- _EXERCISE MATERIALS_
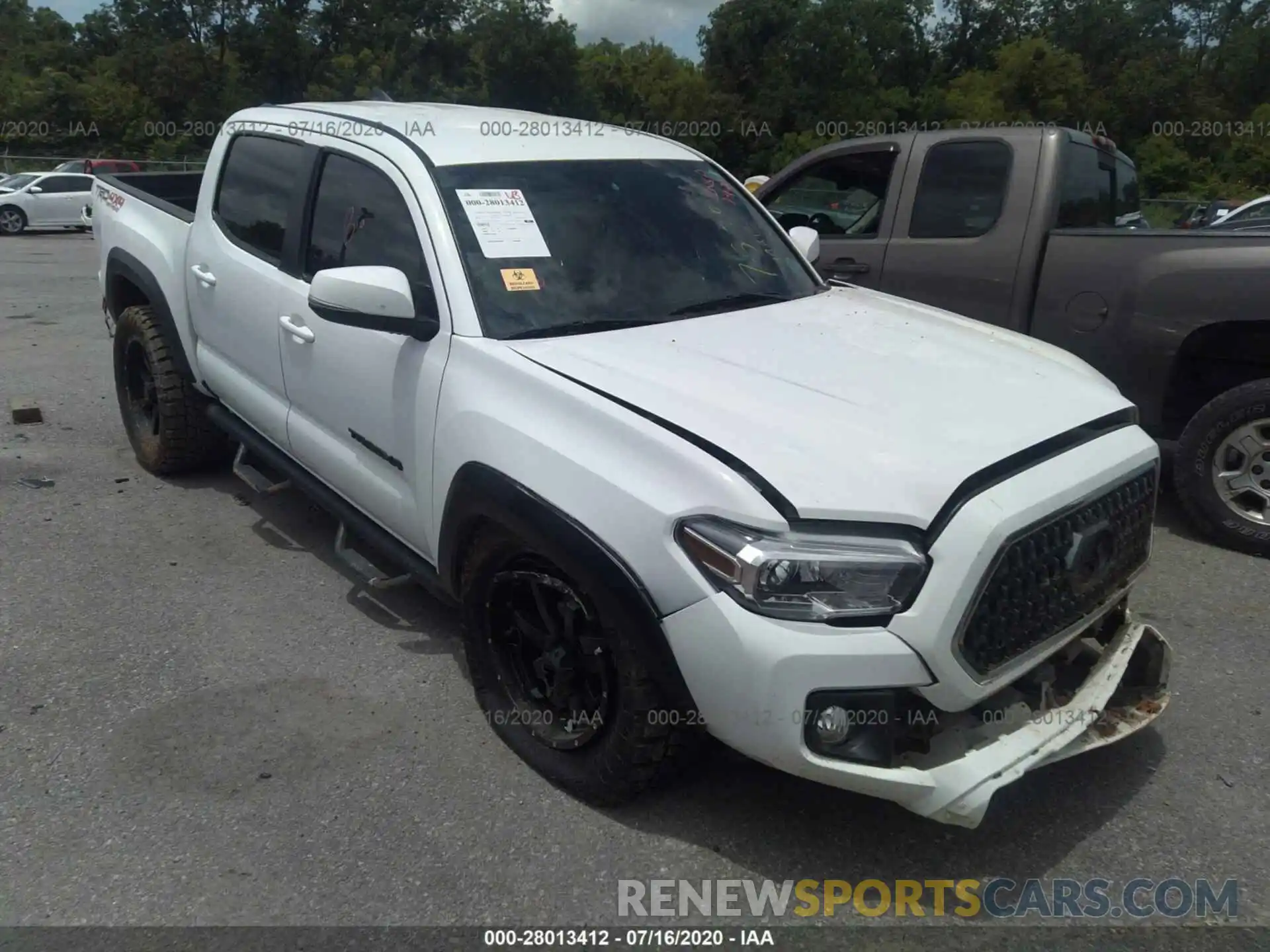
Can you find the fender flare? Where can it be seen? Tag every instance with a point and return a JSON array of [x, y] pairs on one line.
[[480, 493], [121, 264]]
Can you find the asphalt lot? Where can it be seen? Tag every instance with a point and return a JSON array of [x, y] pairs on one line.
[[204, 720]]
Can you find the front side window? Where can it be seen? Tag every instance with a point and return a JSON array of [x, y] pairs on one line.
[[361, 219], [841, 197], [962, 190], [255, 190], [572, 247]]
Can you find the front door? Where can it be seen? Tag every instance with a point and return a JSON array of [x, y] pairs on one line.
[[364, 401], [846, 193], [233, 278]]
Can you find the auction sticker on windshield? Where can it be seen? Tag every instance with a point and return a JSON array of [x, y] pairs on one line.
[[520, 280], [503, 222]]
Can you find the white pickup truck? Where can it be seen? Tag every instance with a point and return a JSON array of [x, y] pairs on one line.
[[575, 379]]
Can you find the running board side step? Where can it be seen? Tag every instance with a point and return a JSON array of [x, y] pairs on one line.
[[252, 475], [360, 564], [351, 518]]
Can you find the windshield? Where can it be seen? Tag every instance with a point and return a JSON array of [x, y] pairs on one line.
[[573, 247], [17, 182]]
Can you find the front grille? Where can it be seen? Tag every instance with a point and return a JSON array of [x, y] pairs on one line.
[[1057, 571]]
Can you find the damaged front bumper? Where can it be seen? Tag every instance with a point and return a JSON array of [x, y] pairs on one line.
[[973, 756], [753, 680]]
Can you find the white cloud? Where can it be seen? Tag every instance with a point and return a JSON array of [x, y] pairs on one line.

- _TO BE DONE_
In all of the records above, substitute "Mark each instance" for "Tag every instance" and leave every other word unchanged. Write out the revised records without the pictures.

- _THE ANSWER_
Can you find the fender flare? Where can it be seen? Mark each instance with a point and return a JSON array of [x, y] pairs on one line.
[[480, 493], [121, 264]]
Can you find the asphalt lot? Where can it be seen? Mark each instance with a point and return a JSON array of [x, y] pairs on one line.
[[204, 720]]
Can you find the front side window? Where can it be seen? Mark each instance with a point and return a JSON array of [x, y] pairs on one line.
[[361, 219], [841, 197], [962, 190], [255, 190], [572, 247]]
Can you find the front door? Where can it be seen? Mark each instance with a point and return a JSON array of [x, y] pairs on one line.
[[364, 401], [846, 193], [233, 278]]
Can you find the auction sticker on windshield? Where can it be seen? Mark each instance with a point and return a JSON array of [x, y] pairs on one line.
[[520, 280], [503, 222]]
Can you find the white pickup truck? Where can it be seen? Mark each instance with a point and return a JSON array of [x, y] pairs on one line.
[[575, 379]]
Can you find the running board side step? Where can it be seen? Mark each instance with a point and return a JSON array of [x, y] pairs on one line.
[[252, 475], [360, 564], [351, 518]]
Can you find the windshield? Where can it be seen? Mark each instance with a point and return a JSON array of [x, y] pairs on one line.
[[573, 247], [17, 182]]
Can you find the front grille? Where can it be seen? Mark each instance with a point and return a JSON array of [x, y] pairs on one line.
[[1057, 571]]
Can you find the damaged front bumper? Where can it be seen? Mark each instance with a point and return a JSON array of [x, y] pairs on one line.
[[973, 756], [753, 680]]
Can you find the white cloud? Where can it be seen? Mark each instance with a point and return a JSON array of [x, y] pairs on one line.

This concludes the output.